Source document.
-- START --

Wilton Johnson of Menlo Park , WW2
As reported by the San Jose Mercury News

While King George VI visited victorious Allied troops in Normandy 10 days after they drove the Nazis off French beaches, Wilton Johnson of Menlo Park marched north on the peninsula toward his next mission past tall hedgerows on war-torn roads with the faint rat tat tat of gunfire in the distance.

As part of a machine gun platoon for the 82nd Airborne Division, Johnson and his men — just hours after landing in France during the historic Normandy Invasion — attacked a roadblock set up near the German-occupied town of Sainte-Mère-Église.

They took the town and Johnson was photographed in front of the town’s church. Then more danger lurked, as he and his squad walked in drainage ditches next to a road amid the thuds of artillery in the distance.

Suddenly there was a flash of light and everything went dark. A mortar shell tore through his friend Herman Young of Texas, killing him, and left Johnson with a gaping wound in his back.

“It just happened, like that,” Johnson, now 97 and one of the few remaining World War II veterans in the Bay Area, said in a recent interview at his Palo Alto home. “Fortunately someone, one of the members in my squad, stuffed a piece of cloth or something in my back to stop the bleeding. If it wasn’t for that, I would’ve died.”

“That was all of Normandy for me,” he said.

-- END --

Given data.
-- START --

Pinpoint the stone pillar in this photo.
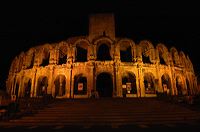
[115,67,122,97]
[47,65,55,97]
[137,64,145,97]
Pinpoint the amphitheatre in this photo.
[6,14,198,98]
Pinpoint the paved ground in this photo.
[0,123,200,132]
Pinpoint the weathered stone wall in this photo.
[6,14,199,98]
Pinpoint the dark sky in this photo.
[0,0,200,87]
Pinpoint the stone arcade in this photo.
[6,14,198,98]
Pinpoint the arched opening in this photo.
[27,53,35,69]
[161,74,171,95]
[96,72,113,97]
[37,77,48,96]
[76,44,87,62]
[176,76,183,96]
[97,44,111,61]
[24,79,31,97]
[54,75,66,97]
[186,79,191,95]
[144,73,156,94]
[122,73,137,94]
[40,53,50,66]
[120,45,132,62]
[15,83,19,98]
[58,51,67,65]
[142,54,151,64]
[74,74,87,95]
[159,53,167,65]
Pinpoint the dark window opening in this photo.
[58,55,67,65]
[40,53,50,66]
[25,80,31,97]
[74,76,87,95]
[96,73,113,97]
[120,47,132,62]
[142,55,152,64]
[76,46,87,62]
[97,44,111,61]
[27,54,35,69]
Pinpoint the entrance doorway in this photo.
[96,72,113,97]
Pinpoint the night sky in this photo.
[0,0,200,88]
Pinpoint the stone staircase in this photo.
[0,98,200,128]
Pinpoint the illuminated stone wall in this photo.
[6,14,199,98]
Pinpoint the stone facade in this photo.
[6,14,198,98]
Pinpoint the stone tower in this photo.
[89,14,115,40]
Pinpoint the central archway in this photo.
[96,72,113,97]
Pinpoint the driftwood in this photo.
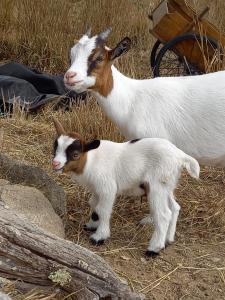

-- END --

Stated goal 1.
According to the account of Wilton Johnson's World War II service, which division included his machine gun platoon?
Stated goal 2.
Carry on the account of Wilton Johnson's World War II service, starting after its final sentence.
The records were drawn from a separate source.

Expected output 1.
The 82nd Airborne Division.

Expected output 2.
Like many people of his time, Johnson has never told the story of his war days. “It’s something you’d rather forget,” he said with a distant look in his eyes. But with memories from the war fading, Johnson felt the urge to tell his story ahead of Memorial Day.

“There aren’t many of us left,” he explained. “It’s time.”

Johnson recalled jumping out of an airplane with more than 13,000 other paratroopers right after midnight on June 6, 1944, taking part in the enormous invasion that turned the tide of the European Theater and has been mythologized in American film, video games and popular culture since.

The jump on D-Day wasn’t his first and the wounds he suffered in France wouldn’t be his last.

He was just 18 when he felt compelled by patriotic pressure to enlist and fight in the war. At the time, he was living with his parents — Dust Bowl refugees from North Dakota — and working for Southern Pacific Lines in San Francisco while also helping out at a gas station in Menlo Park when he could. Then one day in April 1942, Wilton took a train to an office building in downtown San Francisco and signed up.

“I thought about enlisting after Pearl Harbor, but I wasn’t old enough,” Johnson said. “When I turned 18, I just felt it was my duty to serve. I wasn’t nervous or anything. I was determined to do it. I had accepted it was what I had to do.”

At first, he operated a watchtower over Menlo Park at a time when California feared a Japanese attack. But before he knew it, Johnson was headed to Monterey and later San Miguel for basic training at Camp Roberts.

After months of training and doing five qualifying jumps out of a Douglas C-47, Johnson went overseas to Casablanca, though he didn’t see any fighting. But when Allied troops readied for an assault on mainland Europe in July 1943, Johnson found himself in an olive orchard outside Tunisia preparing to jump into Sicily.

Those jumps were nothing compared to the one in Normandy.

Having staved off serious war injuries until then, Johnson wasn’t expecting the months-long, harrowing recovery he’d go through after that mortar shell punched a hole into his back. He received his first Purple Heart medal in England and a Bronze Star a couple of weeks after fighting deep inside enemy territory in Normandy.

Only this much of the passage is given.